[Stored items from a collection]
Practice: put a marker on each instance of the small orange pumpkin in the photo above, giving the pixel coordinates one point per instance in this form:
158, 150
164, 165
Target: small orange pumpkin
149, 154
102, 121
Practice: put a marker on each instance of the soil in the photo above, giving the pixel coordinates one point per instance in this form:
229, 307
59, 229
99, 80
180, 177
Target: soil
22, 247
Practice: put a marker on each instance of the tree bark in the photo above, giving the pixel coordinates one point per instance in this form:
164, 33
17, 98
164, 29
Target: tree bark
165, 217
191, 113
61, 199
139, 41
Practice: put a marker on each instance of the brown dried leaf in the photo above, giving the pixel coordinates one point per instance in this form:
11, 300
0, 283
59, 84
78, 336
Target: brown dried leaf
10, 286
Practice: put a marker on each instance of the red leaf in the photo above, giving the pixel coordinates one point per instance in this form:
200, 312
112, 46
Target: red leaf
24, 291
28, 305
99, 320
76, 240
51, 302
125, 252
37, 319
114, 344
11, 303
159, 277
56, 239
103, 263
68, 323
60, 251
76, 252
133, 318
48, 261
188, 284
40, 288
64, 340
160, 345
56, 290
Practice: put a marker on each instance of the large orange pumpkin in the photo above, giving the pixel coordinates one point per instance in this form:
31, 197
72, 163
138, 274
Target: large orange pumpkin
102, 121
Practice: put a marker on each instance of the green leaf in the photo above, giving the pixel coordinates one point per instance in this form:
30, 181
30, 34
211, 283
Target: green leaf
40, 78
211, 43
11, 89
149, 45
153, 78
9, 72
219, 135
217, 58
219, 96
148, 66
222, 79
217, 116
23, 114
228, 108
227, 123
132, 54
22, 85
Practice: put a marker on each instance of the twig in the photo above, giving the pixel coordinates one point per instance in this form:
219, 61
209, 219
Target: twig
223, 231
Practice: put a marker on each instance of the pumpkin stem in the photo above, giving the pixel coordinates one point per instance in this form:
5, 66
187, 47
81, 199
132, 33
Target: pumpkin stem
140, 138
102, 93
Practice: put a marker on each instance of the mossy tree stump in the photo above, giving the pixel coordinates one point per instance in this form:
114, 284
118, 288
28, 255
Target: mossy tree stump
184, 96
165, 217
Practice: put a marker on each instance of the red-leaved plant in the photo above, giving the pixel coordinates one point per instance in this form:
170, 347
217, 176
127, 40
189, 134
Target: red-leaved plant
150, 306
...
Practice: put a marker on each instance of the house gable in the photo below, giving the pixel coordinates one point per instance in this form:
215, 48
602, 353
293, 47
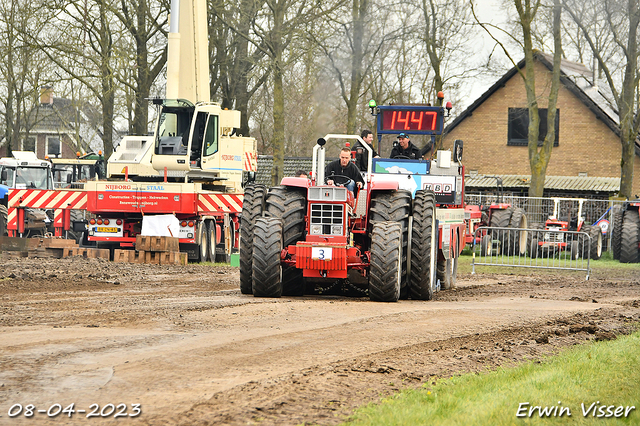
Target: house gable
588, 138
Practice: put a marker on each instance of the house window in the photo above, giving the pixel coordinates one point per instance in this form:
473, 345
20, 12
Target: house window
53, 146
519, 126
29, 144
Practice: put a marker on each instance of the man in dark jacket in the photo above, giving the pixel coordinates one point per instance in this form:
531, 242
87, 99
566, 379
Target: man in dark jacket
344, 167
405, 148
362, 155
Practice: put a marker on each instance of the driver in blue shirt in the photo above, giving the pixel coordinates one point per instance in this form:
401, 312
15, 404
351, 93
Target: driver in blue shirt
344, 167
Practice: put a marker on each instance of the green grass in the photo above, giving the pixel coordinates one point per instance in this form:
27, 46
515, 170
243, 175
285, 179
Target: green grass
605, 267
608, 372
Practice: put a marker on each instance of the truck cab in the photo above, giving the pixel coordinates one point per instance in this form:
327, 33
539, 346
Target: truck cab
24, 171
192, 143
--
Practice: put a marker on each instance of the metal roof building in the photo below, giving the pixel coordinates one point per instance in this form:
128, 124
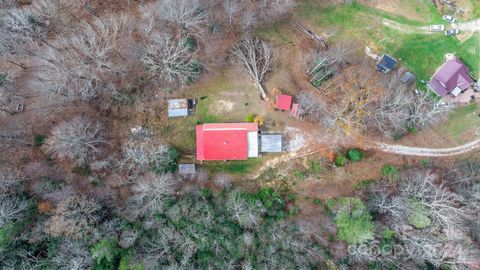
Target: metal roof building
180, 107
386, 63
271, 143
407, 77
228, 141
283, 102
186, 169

Task description = Which lines in the data above hold the word "below"? Return each of them.

Solved exercise =
Practice: put a marker on each instance of the house gable in the photo below, giving the pixel coordinates one point per instance in this form:
Practice: put a marker on each instance of the metal roof building in the photo below, giving the pixel coordinates one point per instance in this form:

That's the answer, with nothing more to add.